--- Begin THE INPUT ---

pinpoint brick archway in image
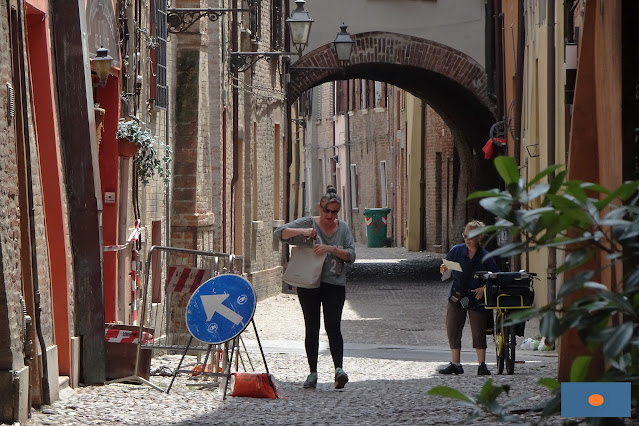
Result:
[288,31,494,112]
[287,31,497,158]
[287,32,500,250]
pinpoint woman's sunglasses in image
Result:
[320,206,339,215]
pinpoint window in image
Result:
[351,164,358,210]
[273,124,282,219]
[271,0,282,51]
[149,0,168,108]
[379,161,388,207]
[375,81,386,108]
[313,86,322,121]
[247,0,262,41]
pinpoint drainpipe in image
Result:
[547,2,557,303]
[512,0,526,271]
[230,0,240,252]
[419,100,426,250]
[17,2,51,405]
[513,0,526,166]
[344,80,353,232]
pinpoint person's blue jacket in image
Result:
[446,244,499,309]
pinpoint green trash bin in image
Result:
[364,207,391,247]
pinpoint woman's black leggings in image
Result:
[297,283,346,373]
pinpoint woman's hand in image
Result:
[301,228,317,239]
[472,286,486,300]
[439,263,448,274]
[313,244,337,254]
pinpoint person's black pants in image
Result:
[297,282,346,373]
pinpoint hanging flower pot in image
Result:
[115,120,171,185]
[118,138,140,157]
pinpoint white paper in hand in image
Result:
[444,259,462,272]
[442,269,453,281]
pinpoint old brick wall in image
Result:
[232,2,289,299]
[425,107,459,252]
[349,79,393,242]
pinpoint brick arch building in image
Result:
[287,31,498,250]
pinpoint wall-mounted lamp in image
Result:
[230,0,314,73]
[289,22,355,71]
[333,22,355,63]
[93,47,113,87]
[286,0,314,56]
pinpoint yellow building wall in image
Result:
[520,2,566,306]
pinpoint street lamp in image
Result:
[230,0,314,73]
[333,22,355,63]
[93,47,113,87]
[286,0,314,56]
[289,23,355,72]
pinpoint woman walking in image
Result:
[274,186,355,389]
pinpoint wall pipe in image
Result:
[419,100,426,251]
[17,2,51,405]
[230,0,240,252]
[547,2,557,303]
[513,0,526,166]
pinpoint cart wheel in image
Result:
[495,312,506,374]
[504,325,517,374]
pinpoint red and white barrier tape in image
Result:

--- End THE INPUT ---

◆ WORK TO COMPLETE ◆
State how many lines of the material above contain the string "brick", with case counting, and give only the number.

◆ SOLUTION ◆
3